== Given records ==
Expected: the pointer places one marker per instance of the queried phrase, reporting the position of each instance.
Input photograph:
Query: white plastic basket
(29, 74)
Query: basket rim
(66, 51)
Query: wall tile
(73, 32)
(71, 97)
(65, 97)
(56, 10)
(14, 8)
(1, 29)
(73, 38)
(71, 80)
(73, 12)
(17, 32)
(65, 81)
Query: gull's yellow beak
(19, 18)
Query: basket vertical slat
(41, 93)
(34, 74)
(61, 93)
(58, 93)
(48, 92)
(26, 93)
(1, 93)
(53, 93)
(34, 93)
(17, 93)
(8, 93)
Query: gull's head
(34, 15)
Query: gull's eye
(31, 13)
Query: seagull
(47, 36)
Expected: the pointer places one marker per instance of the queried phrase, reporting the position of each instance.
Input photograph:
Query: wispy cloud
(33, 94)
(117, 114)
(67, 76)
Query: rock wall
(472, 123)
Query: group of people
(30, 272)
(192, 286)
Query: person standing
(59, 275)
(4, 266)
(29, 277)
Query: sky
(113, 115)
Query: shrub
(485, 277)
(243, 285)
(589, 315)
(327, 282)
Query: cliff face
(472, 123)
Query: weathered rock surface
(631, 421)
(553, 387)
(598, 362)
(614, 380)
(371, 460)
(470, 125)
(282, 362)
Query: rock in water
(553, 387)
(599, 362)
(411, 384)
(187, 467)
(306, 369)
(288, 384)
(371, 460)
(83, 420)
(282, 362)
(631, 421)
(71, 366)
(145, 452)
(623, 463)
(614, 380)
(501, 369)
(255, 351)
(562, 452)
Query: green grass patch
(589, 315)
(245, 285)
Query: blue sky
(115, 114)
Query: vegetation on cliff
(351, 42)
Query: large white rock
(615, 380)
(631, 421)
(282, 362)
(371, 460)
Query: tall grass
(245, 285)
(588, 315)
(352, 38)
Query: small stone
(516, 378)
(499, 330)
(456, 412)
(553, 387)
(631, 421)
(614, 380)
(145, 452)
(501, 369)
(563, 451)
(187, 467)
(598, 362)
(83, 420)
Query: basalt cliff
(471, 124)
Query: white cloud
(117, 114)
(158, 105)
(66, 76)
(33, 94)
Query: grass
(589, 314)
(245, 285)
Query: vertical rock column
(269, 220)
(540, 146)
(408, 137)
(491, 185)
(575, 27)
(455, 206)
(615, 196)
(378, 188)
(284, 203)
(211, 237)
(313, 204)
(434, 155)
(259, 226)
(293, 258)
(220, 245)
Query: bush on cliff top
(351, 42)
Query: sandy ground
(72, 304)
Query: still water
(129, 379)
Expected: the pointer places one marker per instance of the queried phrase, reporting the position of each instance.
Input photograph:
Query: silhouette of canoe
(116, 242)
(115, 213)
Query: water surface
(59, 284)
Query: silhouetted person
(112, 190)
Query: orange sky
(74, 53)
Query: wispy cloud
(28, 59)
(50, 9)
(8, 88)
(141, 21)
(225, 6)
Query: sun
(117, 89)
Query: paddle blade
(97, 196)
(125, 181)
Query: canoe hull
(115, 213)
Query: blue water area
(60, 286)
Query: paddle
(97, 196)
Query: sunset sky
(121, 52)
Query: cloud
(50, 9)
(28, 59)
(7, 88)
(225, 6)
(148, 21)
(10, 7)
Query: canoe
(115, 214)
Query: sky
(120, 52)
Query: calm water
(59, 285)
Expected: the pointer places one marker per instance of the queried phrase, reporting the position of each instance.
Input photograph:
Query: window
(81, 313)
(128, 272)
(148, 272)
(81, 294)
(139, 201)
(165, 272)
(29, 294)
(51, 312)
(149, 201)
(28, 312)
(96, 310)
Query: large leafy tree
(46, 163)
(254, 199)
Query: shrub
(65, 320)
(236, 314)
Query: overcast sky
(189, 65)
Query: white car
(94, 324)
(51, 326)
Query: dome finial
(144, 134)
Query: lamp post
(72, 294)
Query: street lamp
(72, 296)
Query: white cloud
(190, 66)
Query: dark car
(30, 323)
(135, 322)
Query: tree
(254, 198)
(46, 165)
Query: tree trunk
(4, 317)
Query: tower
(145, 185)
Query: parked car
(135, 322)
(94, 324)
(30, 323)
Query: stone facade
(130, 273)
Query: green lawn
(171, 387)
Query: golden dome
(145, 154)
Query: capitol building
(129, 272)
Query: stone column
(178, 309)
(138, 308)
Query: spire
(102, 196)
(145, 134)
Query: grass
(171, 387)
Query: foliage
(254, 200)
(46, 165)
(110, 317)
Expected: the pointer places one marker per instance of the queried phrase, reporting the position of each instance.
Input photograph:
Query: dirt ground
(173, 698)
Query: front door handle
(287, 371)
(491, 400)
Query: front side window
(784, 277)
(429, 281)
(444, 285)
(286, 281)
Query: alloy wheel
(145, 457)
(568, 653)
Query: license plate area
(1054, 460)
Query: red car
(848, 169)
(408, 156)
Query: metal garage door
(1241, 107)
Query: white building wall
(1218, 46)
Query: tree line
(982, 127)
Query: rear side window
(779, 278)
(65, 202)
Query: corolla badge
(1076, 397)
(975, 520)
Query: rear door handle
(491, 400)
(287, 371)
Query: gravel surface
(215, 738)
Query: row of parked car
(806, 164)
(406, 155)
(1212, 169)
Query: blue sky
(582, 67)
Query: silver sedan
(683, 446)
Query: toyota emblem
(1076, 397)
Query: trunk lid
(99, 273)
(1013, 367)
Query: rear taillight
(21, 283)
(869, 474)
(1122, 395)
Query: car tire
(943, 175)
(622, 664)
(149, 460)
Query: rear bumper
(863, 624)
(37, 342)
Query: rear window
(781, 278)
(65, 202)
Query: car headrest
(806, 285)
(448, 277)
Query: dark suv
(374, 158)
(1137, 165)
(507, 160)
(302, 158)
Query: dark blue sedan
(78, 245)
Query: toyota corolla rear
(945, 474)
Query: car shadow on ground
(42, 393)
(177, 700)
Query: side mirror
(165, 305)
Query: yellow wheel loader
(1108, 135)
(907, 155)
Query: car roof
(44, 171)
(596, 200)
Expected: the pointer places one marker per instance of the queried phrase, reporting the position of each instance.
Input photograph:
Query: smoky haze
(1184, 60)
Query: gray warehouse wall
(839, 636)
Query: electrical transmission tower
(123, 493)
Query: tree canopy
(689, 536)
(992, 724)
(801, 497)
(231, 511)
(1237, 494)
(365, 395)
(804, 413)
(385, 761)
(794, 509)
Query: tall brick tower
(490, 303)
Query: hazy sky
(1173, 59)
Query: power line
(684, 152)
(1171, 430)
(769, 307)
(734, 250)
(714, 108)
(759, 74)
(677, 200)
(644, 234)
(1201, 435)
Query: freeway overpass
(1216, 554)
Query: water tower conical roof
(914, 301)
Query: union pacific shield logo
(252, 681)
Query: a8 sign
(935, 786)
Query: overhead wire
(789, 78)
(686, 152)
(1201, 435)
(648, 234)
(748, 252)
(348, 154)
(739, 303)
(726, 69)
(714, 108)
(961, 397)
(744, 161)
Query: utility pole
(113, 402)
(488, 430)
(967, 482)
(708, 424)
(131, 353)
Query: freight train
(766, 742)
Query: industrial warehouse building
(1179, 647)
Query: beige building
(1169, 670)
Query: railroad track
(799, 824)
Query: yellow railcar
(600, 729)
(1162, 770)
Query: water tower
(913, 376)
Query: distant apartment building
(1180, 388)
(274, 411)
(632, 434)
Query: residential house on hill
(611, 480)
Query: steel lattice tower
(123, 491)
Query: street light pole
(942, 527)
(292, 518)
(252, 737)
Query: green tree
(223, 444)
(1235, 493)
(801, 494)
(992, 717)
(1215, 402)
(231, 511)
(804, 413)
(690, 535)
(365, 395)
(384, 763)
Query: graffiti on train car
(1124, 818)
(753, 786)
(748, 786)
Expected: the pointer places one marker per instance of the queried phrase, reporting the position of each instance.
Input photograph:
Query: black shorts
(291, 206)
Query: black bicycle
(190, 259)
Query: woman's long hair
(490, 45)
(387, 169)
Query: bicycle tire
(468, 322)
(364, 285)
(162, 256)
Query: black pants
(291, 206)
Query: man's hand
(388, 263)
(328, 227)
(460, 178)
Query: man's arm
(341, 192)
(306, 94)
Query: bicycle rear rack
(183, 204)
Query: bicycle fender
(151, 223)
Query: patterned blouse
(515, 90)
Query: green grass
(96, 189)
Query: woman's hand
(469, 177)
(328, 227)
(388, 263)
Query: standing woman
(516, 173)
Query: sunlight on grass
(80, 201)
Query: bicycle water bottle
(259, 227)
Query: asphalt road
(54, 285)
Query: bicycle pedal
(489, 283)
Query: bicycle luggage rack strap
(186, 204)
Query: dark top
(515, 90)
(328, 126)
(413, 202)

== To do ==
From the line containing "Query: standing woman" through the end of the material, print each line exactly as it appears.

== Task answer ==
Query: standing woman
(516, 173)
Query: sunlight on grass
(80, 201)
Query: bicycle water bottle
(259, 227)
Query: asphalt road
(54, 285)
Query: bicycle pedal
(489, 283)
Query: bicycle luggage rack strap
(186, 204)
Query: dark top
(515, 90)
(328, 126)
(413, 202)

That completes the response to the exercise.